Saved entries:
>>>

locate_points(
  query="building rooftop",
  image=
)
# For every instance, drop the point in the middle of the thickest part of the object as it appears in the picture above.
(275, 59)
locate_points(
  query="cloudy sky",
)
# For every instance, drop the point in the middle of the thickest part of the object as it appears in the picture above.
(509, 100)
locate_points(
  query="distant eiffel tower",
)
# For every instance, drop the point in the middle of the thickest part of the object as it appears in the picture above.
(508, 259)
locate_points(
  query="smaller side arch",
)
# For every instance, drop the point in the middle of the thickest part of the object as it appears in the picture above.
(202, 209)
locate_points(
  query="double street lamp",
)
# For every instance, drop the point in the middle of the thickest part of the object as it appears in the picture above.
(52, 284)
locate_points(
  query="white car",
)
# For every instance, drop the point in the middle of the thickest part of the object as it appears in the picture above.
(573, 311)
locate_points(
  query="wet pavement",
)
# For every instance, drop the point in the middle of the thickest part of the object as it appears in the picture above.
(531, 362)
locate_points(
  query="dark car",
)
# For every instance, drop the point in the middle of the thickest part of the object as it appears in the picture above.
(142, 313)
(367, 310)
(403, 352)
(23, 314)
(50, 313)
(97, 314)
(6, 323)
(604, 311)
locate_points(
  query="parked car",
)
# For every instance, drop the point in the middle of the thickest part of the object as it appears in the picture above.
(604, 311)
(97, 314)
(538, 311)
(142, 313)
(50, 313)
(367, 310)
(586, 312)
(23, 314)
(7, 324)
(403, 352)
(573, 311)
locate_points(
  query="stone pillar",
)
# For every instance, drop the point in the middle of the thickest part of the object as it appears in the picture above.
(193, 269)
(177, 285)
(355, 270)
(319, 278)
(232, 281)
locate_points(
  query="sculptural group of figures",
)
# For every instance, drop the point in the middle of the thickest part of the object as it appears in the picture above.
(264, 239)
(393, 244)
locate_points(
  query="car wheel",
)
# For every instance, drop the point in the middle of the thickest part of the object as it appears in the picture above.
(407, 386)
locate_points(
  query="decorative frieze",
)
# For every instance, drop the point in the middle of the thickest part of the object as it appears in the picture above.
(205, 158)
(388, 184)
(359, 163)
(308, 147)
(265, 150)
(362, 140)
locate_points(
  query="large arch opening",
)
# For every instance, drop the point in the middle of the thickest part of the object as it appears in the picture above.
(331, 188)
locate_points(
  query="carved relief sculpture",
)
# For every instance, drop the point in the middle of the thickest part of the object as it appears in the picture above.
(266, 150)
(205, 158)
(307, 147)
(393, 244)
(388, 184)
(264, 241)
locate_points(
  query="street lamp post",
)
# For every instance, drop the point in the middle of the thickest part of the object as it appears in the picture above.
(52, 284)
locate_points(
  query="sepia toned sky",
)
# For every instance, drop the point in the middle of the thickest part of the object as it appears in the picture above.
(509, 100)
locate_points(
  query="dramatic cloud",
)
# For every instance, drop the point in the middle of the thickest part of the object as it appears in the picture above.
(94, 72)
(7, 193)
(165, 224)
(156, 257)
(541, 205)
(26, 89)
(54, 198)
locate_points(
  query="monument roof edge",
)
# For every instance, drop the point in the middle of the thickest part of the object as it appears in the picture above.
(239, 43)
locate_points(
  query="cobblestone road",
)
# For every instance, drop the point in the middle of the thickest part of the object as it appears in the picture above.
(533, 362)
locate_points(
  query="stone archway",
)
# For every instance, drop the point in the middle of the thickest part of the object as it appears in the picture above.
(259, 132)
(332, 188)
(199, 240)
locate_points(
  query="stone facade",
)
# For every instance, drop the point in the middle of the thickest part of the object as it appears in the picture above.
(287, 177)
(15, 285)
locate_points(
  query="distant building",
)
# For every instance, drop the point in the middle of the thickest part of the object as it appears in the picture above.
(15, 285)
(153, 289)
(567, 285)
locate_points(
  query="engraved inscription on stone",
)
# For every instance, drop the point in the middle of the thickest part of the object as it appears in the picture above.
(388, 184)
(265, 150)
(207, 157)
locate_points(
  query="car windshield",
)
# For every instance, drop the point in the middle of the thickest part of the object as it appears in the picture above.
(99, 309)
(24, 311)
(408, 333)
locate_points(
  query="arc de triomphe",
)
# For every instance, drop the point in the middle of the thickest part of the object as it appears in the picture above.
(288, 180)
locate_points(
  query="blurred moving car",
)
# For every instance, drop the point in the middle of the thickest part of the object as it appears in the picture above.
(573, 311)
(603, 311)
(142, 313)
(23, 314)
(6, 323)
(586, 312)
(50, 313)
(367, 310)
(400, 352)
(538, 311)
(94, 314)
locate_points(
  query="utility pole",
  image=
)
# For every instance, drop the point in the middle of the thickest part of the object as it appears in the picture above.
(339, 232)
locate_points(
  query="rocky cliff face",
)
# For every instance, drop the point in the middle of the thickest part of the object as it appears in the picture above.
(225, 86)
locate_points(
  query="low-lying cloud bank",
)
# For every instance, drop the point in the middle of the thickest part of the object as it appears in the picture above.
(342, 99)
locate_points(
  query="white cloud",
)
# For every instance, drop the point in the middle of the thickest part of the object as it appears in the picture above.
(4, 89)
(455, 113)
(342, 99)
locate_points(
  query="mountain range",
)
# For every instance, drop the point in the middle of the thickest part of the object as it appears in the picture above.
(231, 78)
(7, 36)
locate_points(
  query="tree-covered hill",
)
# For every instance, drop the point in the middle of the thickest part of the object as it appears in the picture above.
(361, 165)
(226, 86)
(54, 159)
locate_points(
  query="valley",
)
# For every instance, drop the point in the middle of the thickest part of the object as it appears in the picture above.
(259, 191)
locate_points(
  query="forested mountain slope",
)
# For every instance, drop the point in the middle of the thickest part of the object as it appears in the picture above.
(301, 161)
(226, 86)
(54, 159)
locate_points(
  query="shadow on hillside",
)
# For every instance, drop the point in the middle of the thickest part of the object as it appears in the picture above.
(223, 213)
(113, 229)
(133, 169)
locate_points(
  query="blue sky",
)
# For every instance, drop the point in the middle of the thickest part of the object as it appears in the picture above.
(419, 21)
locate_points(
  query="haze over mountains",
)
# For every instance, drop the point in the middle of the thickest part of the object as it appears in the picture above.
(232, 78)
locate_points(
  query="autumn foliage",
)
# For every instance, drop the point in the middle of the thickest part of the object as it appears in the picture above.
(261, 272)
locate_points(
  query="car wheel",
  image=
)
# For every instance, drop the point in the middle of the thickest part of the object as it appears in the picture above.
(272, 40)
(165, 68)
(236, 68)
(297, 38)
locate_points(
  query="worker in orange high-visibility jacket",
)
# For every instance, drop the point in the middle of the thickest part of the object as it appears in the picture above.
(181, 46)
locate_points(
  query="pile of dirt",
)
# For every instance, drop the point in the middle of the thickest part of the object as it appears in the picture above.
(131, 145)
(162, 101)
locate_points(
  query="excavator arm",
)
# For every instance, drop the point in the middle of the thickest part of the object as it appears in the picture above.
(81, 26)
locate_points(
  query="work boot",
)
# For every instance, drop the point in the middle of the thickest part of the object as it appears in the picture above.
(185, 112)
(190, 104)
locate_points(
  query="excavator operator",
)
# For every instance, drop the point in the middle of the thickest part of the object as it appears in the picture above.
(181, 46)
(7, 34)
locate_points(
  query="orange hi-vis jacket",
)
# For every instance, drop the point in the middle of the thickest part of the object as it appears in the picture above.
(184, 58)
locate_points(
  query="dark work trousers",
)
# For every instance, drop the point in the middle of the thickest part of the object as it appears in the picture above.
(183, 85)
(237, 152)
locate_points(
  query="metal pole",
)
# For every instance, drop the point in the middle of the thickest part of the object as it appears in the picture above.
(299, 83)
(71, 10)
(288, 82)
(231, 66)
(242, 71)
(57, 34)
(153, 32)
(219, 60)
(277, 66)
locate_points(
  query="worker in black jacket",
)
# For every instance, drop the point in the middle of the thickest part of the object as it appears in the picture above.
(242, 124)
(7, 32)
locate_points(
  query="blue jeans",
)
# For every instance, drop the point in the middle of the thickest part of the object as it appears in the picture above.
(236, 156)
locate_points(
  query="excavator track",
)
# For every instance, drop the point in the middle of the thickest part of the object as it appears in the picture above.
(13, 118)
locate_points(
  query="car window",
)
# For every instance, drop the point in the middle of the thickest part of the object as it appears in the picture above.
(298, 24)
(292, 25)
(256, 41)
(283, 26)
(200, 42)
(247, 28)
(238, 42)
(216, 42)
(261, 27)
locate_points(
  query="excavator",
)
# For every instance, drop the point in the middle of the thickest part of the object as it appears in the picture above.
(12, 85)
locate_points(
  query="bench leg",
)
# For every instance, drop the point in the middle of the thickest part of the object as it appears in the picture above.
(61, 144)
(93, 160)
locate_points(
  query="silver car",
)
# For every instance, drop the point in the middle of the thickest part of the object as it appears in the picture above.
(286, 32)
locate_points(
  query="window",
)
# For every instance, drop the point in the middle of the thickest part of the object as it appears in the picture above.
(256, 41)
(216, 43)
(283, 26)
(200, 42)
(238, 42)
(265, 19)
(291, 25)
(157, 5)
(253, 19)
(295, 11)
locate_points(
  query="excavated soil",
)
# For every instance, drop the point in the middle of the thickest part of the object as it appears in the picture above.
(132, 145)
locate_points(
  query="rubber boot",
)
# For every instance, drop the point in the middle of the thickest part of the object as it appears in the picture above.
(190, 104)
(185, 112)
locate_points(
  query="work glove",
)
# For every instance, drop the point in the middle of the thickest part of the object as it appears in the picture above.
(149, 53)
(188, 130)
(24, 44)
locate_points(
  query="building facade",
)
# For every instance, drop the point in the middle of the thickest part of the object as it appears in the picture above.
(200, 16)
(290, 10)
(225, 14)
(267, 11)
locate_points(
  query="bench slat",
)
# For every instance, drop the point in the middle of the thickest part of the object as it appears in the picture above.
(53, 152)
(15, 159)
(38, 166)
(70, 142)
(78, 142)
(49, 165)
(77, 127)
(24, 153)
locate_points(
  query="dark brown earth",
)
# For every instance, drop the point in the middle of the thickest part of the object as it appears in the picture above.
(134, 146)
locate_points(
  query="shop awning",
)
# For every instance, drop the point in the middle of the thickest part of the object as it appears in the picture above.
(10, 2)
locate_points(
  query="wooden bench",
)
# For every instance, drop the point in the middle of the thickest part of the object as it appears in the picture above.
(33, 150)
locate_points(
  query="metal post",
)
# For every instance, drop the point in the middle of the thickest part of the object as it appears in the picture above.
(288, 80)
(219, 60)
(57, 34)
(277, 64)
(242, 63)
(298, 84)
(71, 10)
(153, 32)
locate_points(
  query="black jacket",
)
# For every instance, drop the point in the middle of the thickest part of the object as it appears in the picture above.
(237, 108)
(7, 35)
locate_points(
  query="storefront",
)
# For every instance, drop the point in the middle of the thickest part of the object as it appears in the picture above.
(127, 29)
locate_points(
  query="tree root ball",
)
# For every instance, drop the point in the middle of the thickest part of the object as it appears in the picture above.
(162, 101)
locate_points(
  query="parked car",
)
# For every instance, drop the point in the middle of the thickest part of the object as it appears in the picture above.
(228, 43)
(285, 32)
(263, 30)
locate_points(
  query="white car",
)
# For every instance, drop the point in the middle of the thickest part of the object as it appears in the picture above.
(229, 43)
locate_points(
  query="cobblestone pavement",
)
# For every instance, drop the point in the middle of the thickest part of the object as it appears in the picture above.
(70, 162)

<<<

YOUR GOAL: In the entries above, find each line with the word "cobblestone" and show it.

SOLUTION:
  query="cobblestone road",
  query="cobblestone pavement",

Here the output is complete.